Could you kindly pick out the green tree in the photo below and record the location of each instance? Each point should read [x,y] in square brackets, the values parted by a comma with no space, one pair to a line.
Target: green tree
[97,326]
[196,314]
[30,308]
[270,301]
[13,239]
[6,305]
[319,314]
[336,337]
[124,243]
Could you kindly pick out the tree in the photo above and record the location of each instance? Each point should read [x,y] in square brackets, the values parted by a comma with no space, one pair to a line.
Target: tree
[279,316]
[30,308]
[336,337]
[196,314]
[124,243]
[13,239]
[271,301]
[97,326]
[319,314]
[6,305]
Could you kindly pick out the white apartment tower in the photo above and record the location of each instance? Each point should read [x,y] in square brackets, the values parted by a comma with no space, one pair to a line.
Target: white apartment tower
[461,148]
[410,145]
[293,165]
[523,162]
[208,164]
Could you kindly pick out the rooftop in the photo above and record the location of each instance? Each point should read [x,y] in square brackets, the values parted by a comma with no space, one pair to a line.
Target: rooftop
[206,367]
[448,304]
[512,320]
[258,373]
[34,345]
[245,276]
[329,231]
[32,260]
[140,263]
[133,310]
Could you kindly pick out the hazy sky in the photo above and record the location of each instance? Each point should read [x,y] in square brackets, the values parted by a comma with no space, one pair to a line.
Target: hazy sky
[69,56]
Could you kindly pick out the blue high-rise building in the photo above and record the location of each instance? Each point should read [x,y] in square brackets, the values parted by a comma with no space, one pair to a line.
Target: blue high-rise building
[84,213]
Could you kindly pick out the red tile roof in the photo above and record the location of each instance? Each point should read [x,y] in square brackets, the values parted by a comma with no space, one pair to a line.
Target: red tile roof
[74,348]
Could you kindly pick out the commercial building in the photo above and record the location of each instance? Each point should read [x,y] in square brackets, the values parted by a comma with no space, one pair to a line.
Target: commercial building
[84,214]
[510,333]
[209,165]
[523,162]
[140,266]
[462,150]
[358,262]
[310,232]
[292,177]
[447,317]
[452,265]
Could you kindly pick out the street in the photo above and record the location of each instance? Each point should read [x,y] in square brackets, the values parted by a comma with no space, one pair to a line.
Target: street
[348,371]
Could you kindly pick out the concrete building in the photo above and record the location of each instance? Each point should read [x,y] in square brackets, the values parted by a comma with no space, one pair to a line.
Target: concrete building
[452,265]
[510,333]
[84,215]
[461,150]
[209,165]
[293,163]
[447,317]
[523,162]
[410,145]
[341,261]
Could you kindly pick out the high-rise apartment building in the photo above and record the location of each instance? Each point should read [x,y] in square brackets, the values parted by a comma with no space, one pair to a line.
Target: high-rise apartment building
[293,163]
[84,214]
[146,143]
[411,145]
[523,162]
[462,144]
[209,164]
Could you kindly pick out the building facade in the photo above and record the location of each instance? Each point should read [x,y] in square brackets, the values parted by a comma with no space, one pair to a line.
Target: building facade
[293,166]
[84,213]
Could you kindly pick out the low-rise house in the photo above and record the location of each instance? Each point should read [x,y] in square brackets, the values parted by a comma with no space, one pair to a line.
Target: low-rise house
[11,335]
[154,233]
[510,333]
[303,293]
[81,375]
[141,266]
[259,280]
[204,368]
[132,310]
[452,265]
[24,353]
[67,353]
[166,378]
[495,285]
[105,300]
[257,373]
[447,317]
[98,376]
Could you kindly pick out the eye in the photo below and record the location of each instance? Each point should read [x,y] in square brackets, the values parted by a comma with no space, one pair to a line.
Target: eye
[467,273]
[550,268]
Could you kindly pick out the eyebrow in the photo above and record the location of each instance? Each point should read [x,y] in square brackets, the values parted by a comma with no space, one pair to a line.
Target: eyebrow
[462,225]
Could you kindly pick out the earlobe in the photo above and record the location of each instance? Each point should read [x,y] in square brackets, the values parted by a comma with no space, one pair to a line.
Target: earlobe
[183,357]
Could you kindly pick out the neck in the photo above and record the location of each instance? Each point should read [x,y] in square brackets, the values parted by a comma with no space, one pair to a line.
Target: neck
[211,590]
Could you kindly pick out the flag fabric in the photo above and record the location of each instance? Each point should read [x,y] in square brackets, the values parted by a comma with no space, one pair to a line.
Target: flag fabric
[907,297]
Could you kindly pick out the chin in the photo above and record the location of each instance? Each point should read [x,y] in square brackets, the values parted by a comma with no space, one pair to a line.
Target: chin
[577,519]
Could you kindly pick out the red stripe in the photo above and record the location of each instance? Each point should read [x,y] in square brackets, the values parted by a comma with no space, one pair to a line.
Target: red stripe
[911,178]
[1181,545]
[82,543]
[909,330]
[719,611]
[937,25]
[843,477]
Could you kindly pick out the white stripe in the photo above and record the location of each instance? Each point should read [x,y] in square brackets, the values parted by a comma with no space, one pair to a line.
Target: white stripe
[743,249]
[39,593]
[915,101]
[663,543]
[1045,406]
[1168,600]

###

WHAT YOU NEED TO DO: Rewrite all the rows above as a numbered list, omitting any blank lines.

WRITTEN REPLY:
1. Could you kindly pick out the green tree in the photo below and record the location of each instance? Each point should read [x,y] in square brackets, the values parted by a comma with no space, one pair to a line.
2. Target: green tree
3. [97,326]
4. [196,314]
5. [30,308]
6. [270,301]
7. [13,239]
8. [6,305]
9. [319,314]
10. [336,337]
11. [124,243]
12. Could you kindly pick out the tree in the photo above and record the location of each instance? Each point should read [x,y] in square brackets, the values parted by a comma with no space, one pair to a line.
13. Target: tree
14. [279,316]
15. [30,308]
16. [336,337]
17. [196,314]
18. [124,243]
19. [13,239]
20. [271,301]
21. [97,326]
22. [319,314]
23. [6,305]
24. Could you kindly pick out the white apartment tower in the photo above and record the location of each instance? Each point should read [x,y] in square brackets, the values parted by a comma with no space, one pair to a line.
25. Target: white apartment tower
26. [461,148]
27. [410,145]
28. [293,165]
29. [523,162]
30. [208,164]
31. Could you kindly pick out the rooftop in the photo above and record the location of each instance? Each point should read [x,y] in square brackets, the values parted by a comma with no space, one pair to a line.
32. Target: rooftop
33. [206,367]
34. [448,304]
35. [512,320]
36. [258,373]
37. [34,345]
38. [245,276]
39. [329,231]
40. [32,260]
41. [140,263]
42. [133,310]
43. Could you kindly pick out the hazy sky in the photo above and record the location of each instance? Each point should read [x,y] in square brackets, the values parted by a comma with no space, one pair to a line.
44. Target: hazy sky
45. [69,56]
46. Could you kindly pick out the blue high-rise building in the photo above and record the location of each instance? Each point should read [x,y] in square brackets, the values parted by a comma with no space, one pair to a line.
47. Target: blue high-rise building
48. [84,213]
49. Could you kindly pick out the red tile roof in the photo above and record the location of each instance? Each point should read [x,y] in square brackets, the values parted by a comma with no space, one pair to a line.
50. Target: red tile roof
51. [74,348]
52. Could you kindly pick out the commercial building in the photo above and record the location of each instance? Each point should read [x,y] in square brackets, the values parted by a comma with no space, one pair to a line.
53. Target: commercial building
54. [84,214]
55. [510,333]
56. [209,165]
57. [523,162]
58. [140,266]
59. [462,150]
60. [358,262]
61. [310,232]
62. [292,177]
63. [447,317]
64. [452,265]
65. Could you kindly pick out the street in the photo above and record the location of each instance? Each point should read [x,y] in square brackets, the values parted by a comma with no space, one pair to a line.
66. Target: street
67. [348,371]
68. Could you kindly pick out the concrete building in the photo above and record the location of each instance? Each point should read [x,y] in square brackets, the values parted by a comma with no space, one pair to a line.
69. Target: concrete building
70. [452,265]
71. [510,333]
72. [84,215]
73. [461,150]
74. [209,165]
75. [293,163]
76. [447,317]
77. [523,162]
78. [410,145]
79. [341,261]
80. Could you kindly pick out the high-rise apartment building in the photo above and record the location of each instance? Each point should read [x,y] in square brackets, the values parted by a comma with no space, one pair to a line.
81. Target: high-rise apartment building
82. [293,163]
83. [84,214]
84. [146,143]
85. [411,145]
86. [523,162]
87. [462,144]
88. [209,164]
89. Could you kindly pick out the building facade in the photo above and record the location of each instance? Each point should read [x,y] in square brackets, the values parted by a comma with no space, one pair to a line.
90. Target: building facade
91. [293,166]
92. [84,213]
93. Could you kindly pick out the low-rise house in the photo above and record the location of each instance? Each point should read [x,y] in square brackets, the values parted by a comma with no space, one pair to a line.
94. Target: low-rise house
95. [11,335]
96. [154,233]
97. [510,333]
98. [303,293]
99. [81,375]
100. [141,266]
101. [259,280]
102. [204,368]
103. [132,310]
104. [452,265]
105. [24,353]
106. [67,353]
107. [166,378]
108. [495,285]
109. [105,300]
110. [257,373]
111. [447,317]
112. [98,376]
113. Could you kindly pick out the eye in the photo below and record the location of each instance? Each point should read [x,y] in square brackets, the values parted by a comma with no space, one pair to a line.
114. Target: eye
115. [467,273]
116. [550,268]
117. Could you kindly pick out the eyebrow in the photo above and record the location of each instance? Each point should read [x,y] in square brackets, the values parted by a comma with no space, one pair to a line.
118. Target: eyebrow
119. [462,225]
120. Could you kindly pick out the earlobe in the photo above and record the location of each instance? Each point should read [x,y] in square brackets, the values parted by a comma with no space, one pair to a line.
121. Target: earlobe
122. [183,357]
123. Could you kindly pick out the neck in the photo above and record the location of each instance? Each point should read [x,y] in square brackets, the values parted by a comma with no space, one pair to a line.
124. Target: neck
125. [211,590]
126. Could you kindly pick out the flag fabric in the photo above and record the location of each instance? Each point should read [x,y] in square brackets, the values parted by a comma with no space, one pair to a line.
127. Target: flag fabric
128. [907,297]
129. Could you kindly pick out the chin in the photo above and record the location of each instance? Each point should read [x,y] in square brackets, the values parted by a comma with no space, one pair to a line.
130. Target: chin
131. [577,519]
132. Could you kindly pick out the red stripe in the photo above and record the location of each instance? Each point should read [x,y] in square brackets, the values parted by a comma with no space, one pair to a line.
133. Target: red stripe
134. [911,178]
135. [1181,545]
136. [82,543]
137. [909,330]
138. [719,611]
139. [937,25]
140. [843,477]
141. Could you kindly pick out the white stripe in the photo above and record the location of each instance? Each point should read [x,y] in square brackets, the values parted by a comma with no space, one pair to a line.
142. Target: white stripe
143. [743,249]
144. [39,593]
145. [915,101]
146. [663,543]
147. [1045,406]
148. [1168,600]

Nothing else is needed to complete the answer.